* [WRITTEN EXERCISE]:
Repeat each entry as written, dropping any picture you find.
═════ EXTRACTED RECORDS ═════
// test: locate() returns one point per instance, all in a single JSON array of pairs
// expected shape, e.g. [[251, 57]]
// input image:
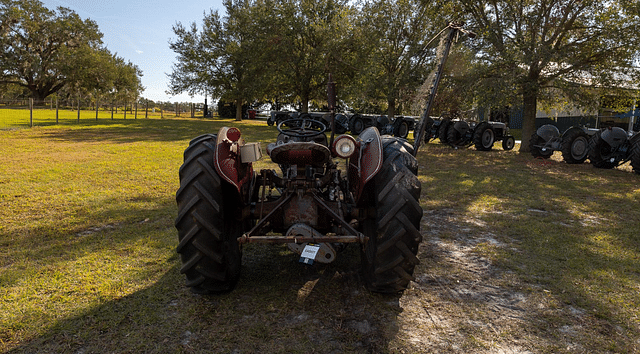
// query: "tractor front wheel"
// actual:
[[575, 146], [484, 137], [508, 143], [601, 153], [635, 155], [389, 257], [534, 147], [443, 131], [207, 227]]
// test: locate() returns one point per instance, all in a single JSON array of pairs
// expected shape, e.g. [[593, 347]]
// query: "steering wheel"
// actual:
[[302, 127]]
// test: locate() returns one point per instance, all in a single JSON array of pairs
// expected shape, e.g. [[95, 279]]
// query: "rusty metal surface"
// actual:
[[301, 209], [302, 239]]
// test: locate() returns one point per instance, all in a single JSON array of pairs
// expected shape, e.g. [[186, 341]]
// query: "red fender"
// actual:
[[366, 162], [227, 159]]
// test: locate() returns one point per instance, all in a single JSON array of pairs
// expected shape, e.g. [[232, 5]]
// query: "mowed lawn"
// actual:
[[88, 262]]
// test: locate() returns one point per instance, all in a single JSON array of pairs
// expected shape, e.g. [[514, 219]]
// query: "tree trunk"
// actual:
[[530, 100], [304, 104], [238, 109], [391, 110]]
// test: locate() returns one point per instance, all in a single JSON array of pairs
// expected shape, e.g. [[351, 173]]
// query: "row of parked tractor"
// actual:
[[398, 126], [606, 147]]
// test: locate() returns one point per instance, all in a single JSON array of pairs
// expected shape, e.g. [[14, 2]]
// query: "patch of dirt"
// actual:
[[461, 302]]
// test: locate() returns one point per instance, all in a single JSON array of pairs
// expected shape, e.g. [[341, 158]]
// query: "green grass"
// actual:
[[88, 262], [46, 116]]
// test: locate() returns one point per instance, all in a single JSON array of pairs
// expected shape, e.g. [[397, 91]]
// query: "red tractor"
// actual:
[[310, 204]]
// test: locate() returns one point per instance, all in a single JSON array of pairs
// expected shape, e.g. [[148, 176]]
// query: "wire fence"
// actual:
[[23, 113]]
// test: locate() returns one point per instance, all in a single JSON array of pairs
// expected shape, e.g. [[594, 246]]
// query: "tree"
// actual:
[[537, 47], [219, 59], [44, 50], [398, 33], [306, 41]]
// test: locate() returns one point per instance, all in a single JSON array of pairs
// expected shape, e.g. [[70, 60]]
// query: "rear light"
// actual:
[[344, 146], [233, 134]]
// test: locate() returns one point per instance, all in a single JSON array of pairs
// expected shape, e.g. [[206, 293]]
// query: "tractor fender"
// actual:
[[614, 136], [462, 127], [366, 162], [548, 132], [227, 160]]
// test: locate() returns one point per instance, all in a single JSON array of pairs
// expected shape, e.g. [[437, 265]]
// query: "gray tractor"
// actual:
[[482, 135], [573, 143], [614, 146]]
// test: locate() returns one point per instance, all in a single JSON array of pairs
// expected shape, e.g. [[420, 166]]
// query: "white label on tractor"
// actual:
[[309, 253]]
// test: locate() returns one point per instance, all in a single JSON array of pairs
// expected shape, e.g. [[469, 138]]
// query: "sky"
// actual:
[[139, 31]]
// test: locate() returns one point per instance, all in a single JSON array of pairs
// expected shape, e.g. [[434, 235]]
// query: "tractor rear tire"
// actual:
[[357, 126], [403, 130], [575, 146], [600, 152], [536, 151], [207, 228], [455, 138], [484, 137], [635, 156], [389, 257]]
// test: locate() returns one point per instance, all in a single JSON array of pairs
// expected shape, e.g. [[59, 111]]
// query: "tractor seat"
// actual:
[[299, 153]]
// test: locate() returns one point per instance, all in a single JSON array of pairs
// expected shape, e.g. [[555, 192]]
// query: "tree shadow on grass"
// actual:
[[279, 306], [160, 130]]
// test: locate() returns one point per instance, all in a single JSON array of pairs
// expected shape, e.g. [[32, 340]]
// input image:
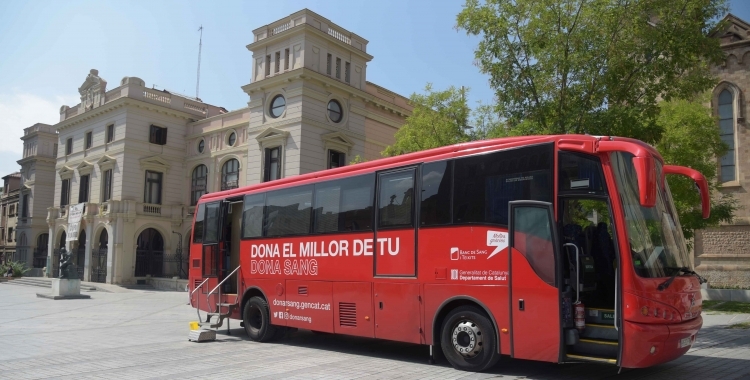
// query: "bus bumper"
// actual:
[[650, 344]]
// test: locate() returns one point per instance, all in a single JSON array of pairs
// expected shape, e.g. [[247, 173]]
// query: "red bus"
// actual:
[[551, 248]]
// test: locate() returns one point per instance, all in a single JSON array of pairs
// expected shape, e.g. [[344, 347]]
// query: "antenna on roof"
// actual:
[[200, 46]]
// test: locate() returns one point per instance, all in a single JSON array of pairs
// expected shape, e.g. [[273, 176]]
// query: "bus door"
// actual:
[[211, 250], [396, 294], [534, 276]]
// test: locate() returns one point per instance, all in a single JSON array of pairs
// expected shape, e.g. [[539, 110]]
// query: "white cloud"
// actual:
[[22, 110]]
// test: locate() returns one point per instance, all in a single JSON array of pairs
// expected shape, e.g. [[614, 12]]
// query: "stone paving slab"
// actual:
[[143, 334]]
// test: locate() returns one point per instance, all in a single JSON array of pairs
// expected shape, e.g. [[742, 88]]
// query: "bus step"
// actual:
[[597, 331], [600, 316], [575, 357], [596, 347]]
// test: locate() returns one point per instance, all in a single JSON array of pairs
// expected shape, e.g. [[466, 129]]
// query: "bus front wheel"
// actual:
[[468, 340], [257, 319]]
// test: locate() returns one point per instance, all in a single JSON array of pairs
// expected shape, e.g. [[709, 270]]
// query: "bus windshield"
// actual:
[[656, 241]]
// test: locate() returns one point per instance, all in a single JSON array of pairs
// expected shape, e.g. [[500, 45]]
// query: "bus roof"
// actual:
[[581, 143]]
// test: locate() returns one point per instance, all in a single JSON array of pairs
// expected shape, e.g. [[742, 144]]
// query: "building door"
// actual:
[[149, 254], [99, 259], [81, 254]]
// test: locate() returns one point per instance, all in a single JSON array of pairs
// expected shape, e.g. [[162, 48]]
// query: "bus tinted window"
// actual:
[[212, 223], [580, 173], [252, 215], [484, 184], [198, 227], [396, 199], [344, 205], [436, 193], [288, 211]]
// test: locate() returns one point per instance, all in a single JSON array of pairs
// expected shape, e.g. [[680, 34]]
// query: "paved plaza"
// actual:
[[141, 334]]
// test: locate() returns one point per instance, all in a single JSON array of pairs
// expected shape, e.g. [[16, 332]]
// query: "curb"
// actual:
[[726, 295]]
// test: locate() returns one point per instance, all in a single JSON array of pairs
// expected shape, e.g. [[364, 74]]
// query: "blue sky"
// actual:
[[48, 47]]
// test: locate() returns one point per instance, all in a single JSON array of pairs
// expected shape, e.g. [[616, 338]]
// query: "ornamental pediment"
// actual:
[[154, 163], [84, 168], [66, 172], [106, 162]]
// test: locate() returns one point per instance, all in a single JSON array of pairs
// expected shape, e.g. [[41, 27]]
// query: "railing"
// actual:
[[151, 209], [339, 36], [280, 28], [157, 96]]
═════
* [EXPECTED OUTPUT]:
// test: locate() returns one point per instance, all in a single JSON array of pairs
// expected shape, e.g. [[251, 57]]
// input image:
// query: "tractor front wheel"
// actual:
[[575, 146], [484, 137], [508, 143], [601, 153], [635, 155], [389, 257], [534, 147], [443, 131], [207, 227]]
// test: locate() returns one point per instance, all in a single JSON array of pairs
// expected shape, e.g. [[593, 347]]
// query: "steering wheel"
// actual:
[[302, 127]]
// test: locate() returns one point per instance, all in a single JSON array of pairs
// expected shape, e.g. [[95, 279]]
// query: "rusty metal surface"
// actual:
[[301, 209], [302, 239]]
// test: locate() returns one point per instance, all in a single JSON array of pairs
// expected shape, e.g. [[186, 341]]
// query: "red fender"
// actual:
[[366, 162], [227, 159]]
// test: locate() returns one point per instance, all in a single JSON array of pairs
// expected shape, e.g. [[232, 5]]
// query: "mowed lawn"
// actual:
[[88, 262]]
// test: locate() returns one point per instance, all in a single JSON array of pairs
// expected shape, e.g. [[514, 219]]
// query: "tree trunk"
// actual:
[[530, 100], [304, 104], [238, 109], [391, 110]]
// test: locate() returns one point per instance, all in a single JSON array of pairs
// expected shape, e.g. [[351, 173]]
// query: "row of parked tractor"
// actual:
[[398, 126], [606, 147]]
// test: locate() returns one point per instance, all in a single JSON array of pairs
// expected shape, e.g. [[14, 2]]
// query: "patch of dirt"
// actual:
[[461, 302]]
// test: locate() returns one point per instance, all in a single JSON array of pairs
// expected shape, e.g. [[341, 158]]
// query: "green grass"
// actual:
[[88, 262], [46, 116]]
// test: locate() returns one point per instance, all in a single JSON array of pairs
// expected shape, e.g. [[397, 91]]
// query: "red tractor"
// actual:
[[310, 204]]
// test: locate() returns one point per instance, all in a single JSON array of pairs
// expected shape, e.g. [[148, 176]]
// query: "wire fence"
// actual:
[[23, 113]]
// test: locate() returns one point per instance, all in a single JSON array of pairs
// expected shape, e.g. [[594, 246]]
// query: "tree"
// actual:
[[537, 47], [219, 59], [44, 50], [398, 33], [306, 41]]
// test: locate() returns one point per instance, all in a single JSON array of pairs
// expected shape, e.g. [[70, 60]]
// query: "rear light"
// actual:
[[344, 146], [233, 134]]
// test: locate() returns one point per instance, all in a single JSON array of pairs
// expected shape, e.g. [[206, 293]]
// query: "tractor fender"
// actual:
[[614, 136], [462, 127], [366, 162], [548, 132], [227, 160]]
// test: locate() returns one point per instance, all in a single JSON array of pairs
// expected shape, e.g. [[437, 265]]
// query: "gray tractor"
// actual:
[[482, 135], [573, 143], [614, 146]]
// test: locate() returns one point per instance, all in a single JSON array of pairs
// expected shape, e.g. [[420, 166]]
// query: "white label on tractor"
// actual:
[[309, 253]]
// test: locate() returns one point per instance, all in a single JSON array of pairs
// expected shape, e.g. [[469, 138]]
// query: "sky"
// actual:
[[139, 31]]
// test: locate() returns one point per instance, all in a single JSON array of pairs
// expected shape, e.g. [[434, 235]]
// query: "tractor rear tire"
// actual:
[[357, 126], [403, 130], [575, 146], [600, 152], [536, 151], [207, 228], [455, 138], [484, 137], [635, 156], [389, 257]]
// test: locate() returns one point per instance, all in a single JSON array of pairs
// expected shape, e.g. [[59, 111]]
// query: "tractor seat"
// actual:
[[299, 153]]
// test: locate() returns one point per instance, all in a single JSON array of pairs
// expected shape, e.g. [[555, 192]]
// query: "tree shadow on grass"
// actual:
[[279, 306], [160, 130]]
// test: locate() returns one point per instance, all in a single JSON array of pairs
// expected shape, e.g. [[32, 340]]
// input image:
// query: "bus bumper"
// actual:
[[650, 344]]
// test: locate() returns one point per instance, all in a single JSON array of pairs
// expected shape, e.g. [[247, 173]]
// query: "red bus"
// actual:
[[551, 248]]
// test: locate() returns one point per instance, all in a single JSON array of pairs
// expected shape, e.g. [[344, 347]]
// query: "antenna on roof"
// actual:
[[200, 46]]
// test: locate() returns one point per instance, all in a single JSON array of pairs
// expected shape, e.g. [[273, 176]]
// query: "bus door"
// actual:
[[211, 250], [396, 294], [534, 276]]
// test: locate() returns one point per instance, all in a single JSON array of pairs
// expected shape, e.g. [[539, 110]]
// query: "white cloud"
// actual:
[[22, 110]]
// test: locate() returns one point per instance, all in a single JSON array of pairs
// expected shape, e.g. [[614, 12]]
// query: "stone paving slab"
// actual:
[[143, 334]]
// test: locate() returns one point per instance, all in a single JSON array of pairs
// expected shape, e.g. [[742, 88]]
// query: "bus step"
// actual:
[[597, 331], [600, 316], [575, 357], [596, 347]]
// test: locate() returns one point per instance, all in a single JSON array of pairs
// expected shape, e.g. [[466, 129]]
// query: "bus front wheel"
// actual:
[[468, 340], [257, 319]]
// test: locate() returns one point per instance, all in a single JSON array of pairs
// expected shape, e.g. [[709, 270]]
// query: "bus windshield"
// actual:
[[656, 241]]
// test: locate() returns one point per instance, all in a single JSON array of pairs
// expected shape, e.g. [[500, 45]]
// query: "bus roof"
// actual:
[[581, 143]]
// test: locate() returns one point per instance, all in a single JSON array of pairs
// expected shape, e.g. [[742, 144]]
// query: "building door"
// actual:
[[149, 254], [99, 259], [81, 254]]
// test: locate() returns one point per instance, all in a single JSON array of pairs
// expected shape, e.g. [[162, 48]]
// query: "bus tinted window"
// actual:
[[212, 223], [580, 173], [252, 215], [484, 184], [198, 227], [396, 199], [344, 205], [436, 193], [288, 211]]
// test: locate() returns one point per instance, all in a single JSON array of pairs
// expected shape, e.g. [[680, 34]]
// query: "paved plaza"
// actual:
[[141, 334]]
// test: locate() returns one point per instance, all in a single JSON array of pairs
// expected shape, e.g. [[16, 332]]
// query: "curb"
// actual:
[[726, 295]]
// test: locate() returns one point per instance, all in a single JSON array of pairs
// expected shape, e.g. [[364, 74]]
// query: "blue sky"
// actual:
[[48, 47]]
// test: locate() returns one point per instance, all in a single JSON array of pairs
// expected shape, e.g. [[616, 338]]
// query: "ornamental pediment"
// actual:
[[154, 163], [84, 168], [66, 172], [106, 162]]
// test: locate() returns one point per instance, all in a single JSON array of pairs
// expected shape, e.g. [[41, 27]]
// query: "railing"
// actual:
[[151, 209], [339, 36], [280, 28], [157, 96]]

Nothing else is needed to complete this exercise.